• **What is being asked**
Each line below must be set down exactly as it stands.

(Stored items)
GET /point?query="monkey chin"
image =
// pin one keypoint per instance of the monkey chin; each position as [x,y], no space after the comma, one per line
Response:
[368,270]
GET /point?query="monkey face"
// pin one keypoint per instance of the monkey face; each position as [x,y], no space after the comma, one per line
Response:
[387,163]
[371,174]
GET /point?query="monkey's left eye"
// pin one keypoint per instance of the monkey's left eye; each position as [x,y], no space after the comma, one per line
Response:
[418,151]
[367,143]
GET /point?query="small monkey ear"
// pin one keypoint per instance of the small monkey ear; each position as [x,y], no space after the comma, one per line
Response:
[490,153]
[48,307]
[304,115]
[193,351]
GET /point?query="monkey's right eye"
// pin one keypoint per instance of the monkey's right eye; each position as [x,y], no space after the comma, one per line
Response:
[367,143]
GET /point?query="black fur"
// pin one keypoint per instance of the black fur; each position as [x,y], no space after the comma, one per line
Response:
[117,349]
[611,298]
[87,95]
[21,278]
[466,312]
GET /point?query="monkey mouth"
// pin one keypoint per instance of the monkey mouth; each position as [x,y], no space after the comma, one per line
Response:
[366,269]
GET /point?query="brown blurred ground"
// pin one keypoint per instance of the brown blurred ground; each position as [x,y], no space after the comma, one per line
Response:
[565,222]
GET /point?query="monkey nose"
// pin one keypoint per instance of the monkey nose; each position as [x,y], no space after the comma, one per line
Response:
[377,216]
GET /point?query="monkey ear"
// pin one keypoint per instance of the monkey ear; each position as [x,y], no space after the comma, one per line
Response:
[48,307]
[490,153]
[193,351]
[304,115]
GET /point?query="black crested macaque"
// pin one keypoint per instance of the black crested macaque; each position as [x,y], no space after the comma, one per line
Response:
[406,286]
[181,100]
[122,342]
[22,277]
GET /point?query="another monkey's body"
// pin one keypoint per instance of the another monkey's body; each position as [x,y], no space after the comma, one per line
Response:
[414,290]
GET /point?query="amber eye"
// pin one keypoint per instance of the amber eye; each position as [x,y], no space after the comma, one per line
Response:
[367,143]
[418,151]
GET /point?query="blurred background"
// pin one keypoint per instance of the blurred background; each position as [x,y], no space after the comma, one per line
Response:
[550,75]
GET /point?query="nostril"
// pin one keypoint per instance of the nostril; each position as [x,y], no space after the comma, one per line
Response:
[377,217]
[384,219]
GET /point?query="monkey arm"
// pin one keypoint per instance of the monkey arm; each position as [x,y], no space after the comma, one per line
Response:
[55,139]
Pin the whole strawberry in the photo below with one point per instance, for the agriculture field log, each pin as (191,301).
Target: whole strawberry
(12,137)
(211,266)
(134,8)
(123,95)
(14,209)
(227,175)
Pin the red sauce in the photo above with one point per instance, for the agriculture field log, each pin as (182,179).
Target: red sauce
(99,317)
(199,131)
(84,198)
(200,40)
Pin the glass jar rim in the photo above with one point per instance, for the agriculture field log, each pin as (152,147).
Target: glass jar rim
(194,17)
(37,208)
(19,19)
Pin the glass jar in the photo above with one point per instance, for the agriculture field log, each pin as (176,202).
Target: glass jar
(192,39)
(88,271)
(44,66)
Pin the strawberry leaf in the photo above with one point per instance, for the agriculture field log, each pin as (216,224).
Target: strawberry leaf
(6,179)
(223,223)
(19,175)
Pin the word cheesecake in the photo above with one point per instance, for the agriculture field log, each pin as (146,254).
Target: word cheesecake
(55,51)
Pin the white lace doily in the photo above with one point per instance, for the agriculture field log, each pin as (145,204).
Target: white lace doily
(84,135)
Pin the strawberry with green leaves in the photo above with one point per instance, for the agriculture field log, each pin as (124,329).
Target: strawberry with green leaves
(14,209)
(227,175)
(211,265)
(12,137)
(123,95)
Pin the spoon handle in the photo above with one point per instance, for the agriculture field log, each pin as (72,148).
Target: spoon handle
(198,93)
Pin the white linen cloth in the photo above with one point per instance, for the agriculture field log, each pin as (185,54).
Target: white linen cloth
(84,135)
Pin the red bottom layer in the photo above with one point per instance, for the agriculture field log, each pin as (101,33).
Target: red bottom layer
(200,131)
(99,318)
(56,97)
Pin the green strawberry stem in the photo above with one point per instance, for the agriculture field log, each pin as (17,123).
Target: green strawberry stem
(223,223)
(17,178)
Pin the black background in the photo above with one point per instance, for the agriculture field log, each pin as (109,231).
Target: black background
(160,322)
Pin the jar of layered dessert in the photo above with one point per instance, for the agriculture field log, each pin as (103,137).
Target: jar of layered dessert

• **Output**
GET /point?query="monkey chin"
image =
// pin one keypoint per instance of the monkey chin; each position as [x,y], no space after the comma, one per line
Response:
[368,270]
GET /point?query="monkey face"
// pin one keypoint per instance of the monkey face; each position as [x,y], no space after the comma, one per line
Response:
[387,163]
[371,174]
GET /point?query="monkey's left eye"
// pin one keypoint per instance of the monkey's left eye; each position as [x,y], no space after the comma, one per line
Response:
[418,151]
[367,143]
GET /point?query="small monkey ear"
// pin one keypoint per instance of the small monkey ear; each position as [x,y], no space after the comma, one per line
Response:
[490,153]
[48,307]
[304,115]
[193,351]
GET /point?query="monkey's right eye"
// pin one keypoint per instance of the monkey's right eye; each position as [x,y], no space after the comma, one per line
Response:
[367,143]
GET /point?query="black fur"
// pin one keypoint per instance of the black fur; each position as [x,y], no space after the comma, one per line
Response:
[117,349]
[611,298]
[87,95]
[21,278]
[466,312]
GET /point?query="monkey mouth"
// pin one keypoint per instance of the monkey mouth; each position as [x,y], no space after the comma, one per line
Response:
[366,269]
GET /point?query="brown blurred ground"
// pin one keypoint per instance of the brown blurred ground; each position as [x,y], no space after the comma, one per line
Response:
[565,222]
GET /point?query="monkey nose"
// pin one keypoint per instance of the monkey nose; each position as [x,y], no space after the comma, one per line
Response:
[377,216]
GET /point?query="monkey ear"
// pin one keypoint per instance of the monkey ear; each position as [x,y], no space after the comma, one per line
Response:
[48,307]
[490,153]
[193,351]
[304,115]
GET /point?query="black crested macaque"
// pin one keypoint per instance of the black crested macaque; each position as [x,y], no space after the comma, one per line
Response:
[406,286]
[181,100]
[122,342]
[22,277]
GET /point?query="another monkey's body"
// pin one keypoint per instance of the another monkey's body; each position as [x,y], no space after the comma, one per line
Response:
[414,290]
GET /point?query="amber eye"
// pin one keypoint per instance of the amber eye; each position as [x,y], no space after the comma, one per line
Response:
[367,143]
[418,151]
GET /point?query="blurred background"
// pin one keypoint per instance of the blurred background; each position as [x,y], no space after the comma, one per line
Response:
[550,75]
GET /point?query="nostril"
// pin one keypoint per instance of the nostril; each position as [x,y], no space after the comma, one per line
Response:
[377,217]
[384,219]
GET /point?query="monkey arm"
// pin one keypoint per instance of the monkey arm; each position as [x,y], no space after the comma, one per line
Response:
[55,139]
Pin the whole strawberry in the photo below with one point per instance, for the agriculture field log, each pin as (191,301).
Target: whole strawberry
(12,137)
(211,266)
(134,8)
(123,95)
(14,209)
(227,175)
Pin the red sauce in the photo above with one point per instance, for the agriculture field log, each pin as (182,179).
Target: red sauce
(99,317)
(199,131)
(84,198)
(200,40)
Pin the glass jar rim in the photo above with one point per instance, for the agriculture field log, each pin as (152,147).
Target: glass jar rim
(194,17)
(37,208)
(19,19)
Pin the glass jar in the photo above with one point per instance, for the agriculture field log, each pin as (176,202).
Target: glass jar
(192,39)
(88,271)
(44,66)
Pin the strawberry leaf in the photo above with one point per instance, for the agriculture field log, each pin as (216,224).
Target: strawberry leaf
(6,179)
(223,223)
(19,175)
Pin the word cheesecake in the photo above with one point per instance, for the agriculture field log, each pin as (146,254).
Target: word cheesecake
(55,51)
Pin the white lace doily in the photo above with one point per instance, for the agriculture field log, each pin as (145,204).
Target: white lace doily
(84,135)
Pin the strawberry with green leaves in the photo above with one point per instance, for the agriculture field log, each pin as (124,329).
Target: strawberry with green leaves
(14,209)
(227,175)
(211,265)
(12,137)
(123,95)
Pin the spoon handle in the photo above with one point per instance, for the agriculture field log, each pin as (72,148).
Target: spoon handle
(198,93)
Pin the white linen cloth in the photo above with one point per instance, for the agriculture field log, each pin as (185,54).
Target: white linen cloth
(84,135)
Pin the red bottom layer in the photo above with one point per instance, for the agriculture field log, each pin as (101,33).
Target: red bottom layer
(200,131)
(99,318)
(56,97)
Pin the green strawberry stem in the photo above with one point per instance, for the agriculture field log, each pin as (17,123).
Target: green strawberry stem
(223,223)
(17,178)
Pin the black background in the photo above with one point per instance, for the agriculture field log, each pin as (109,231).
Target: black background
(160,322)
Pin the jar of layered dessert in the photo above with one point per instance, for the agriculture field log, each pin as (103,137).
Target: jar of layered dessert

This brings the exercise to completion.